_DOCUMENT SECTION:_
DCSIMG

Tablets bought on internet may have killed woman

Centenary House in Durrington

Centenary House in Durrington

THE partner of a Littlehampton woman who died in unexplained circumstances believes tablets bought over the internet were to blame for her death.

An inquest heard that Sally Anne May, of Goda Road, died on October 19, 2013.

However, coroner Dr David Skipp was unable to return a definitive verdict on what caused her death.

Miss May, who died aged 54, was known to be dependant on a number of prescription drugs, as well as others she bought online.

The inquest, held at Centenary House, Durrington, last Wednesday, heard she would regularly take pills and sleep for three to four days at a time.

Miss May’s drug use became worse after her daughter was taken away from her by social services, the inquest heard.

She suffered multiple overdoses dating back to 1977 and was a regular visitor to A and E and out-of-hours doctors’ services.

Miss May had sought help but had a history of missing appointments for treatment.

_SUPPLIED MATERIAL:_
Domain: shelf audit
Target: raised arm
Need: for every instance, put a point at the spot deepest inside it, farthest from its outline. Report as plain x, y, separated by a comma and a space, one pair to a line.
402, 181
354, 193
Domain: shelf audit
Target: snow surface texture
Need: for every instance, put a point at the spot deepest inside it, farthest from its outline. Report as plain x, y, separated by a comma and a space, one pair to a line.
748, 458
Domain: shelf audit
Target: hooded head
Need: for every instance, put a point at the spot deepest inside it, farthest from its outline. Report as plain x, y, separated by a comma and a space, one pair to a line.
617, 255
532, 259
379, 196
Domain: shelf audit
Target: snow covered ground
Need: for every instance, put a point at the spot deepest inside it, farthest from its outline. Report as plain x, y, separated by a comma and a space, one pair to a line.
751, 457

_AIM OF THE TASK:_
Retype the whole inquest article word for word. Use only the inquest article as your source.

_PROBLEM SOLUTION:_
DCSIMG

Tablets bought on internet may have killed woman

Centenary House in Durrington

Centenary House in Durrington

THE partner of a Littlehampton woman who died in unexplained circumstances believes tablets bought over the internet were to blame for her death.

An inquest heard that Sally Anne May, of Goda Road, died on October 19, 2013.

However, coroner Dr David Skipp was unable to return a definitive verdict on what caused her death.

Miss May, who died aged 54, was known to be dependant on a number of prescription drugs, as well as others she bought online.

The inquest, held at Centenary House, Durrington, last Wednesday, heard she would regularly take pills and sleep for three to four days at a time.

Miss May’s drug use became worse after her daughter was taken away from her by social services, the inquest heard.

She suffered multiple overdoses dating back to 1977 and was a regular visitor to A and E and out-of-hours doctors’ services.

Miss May had sought help but had a history of missing appointments for treatment.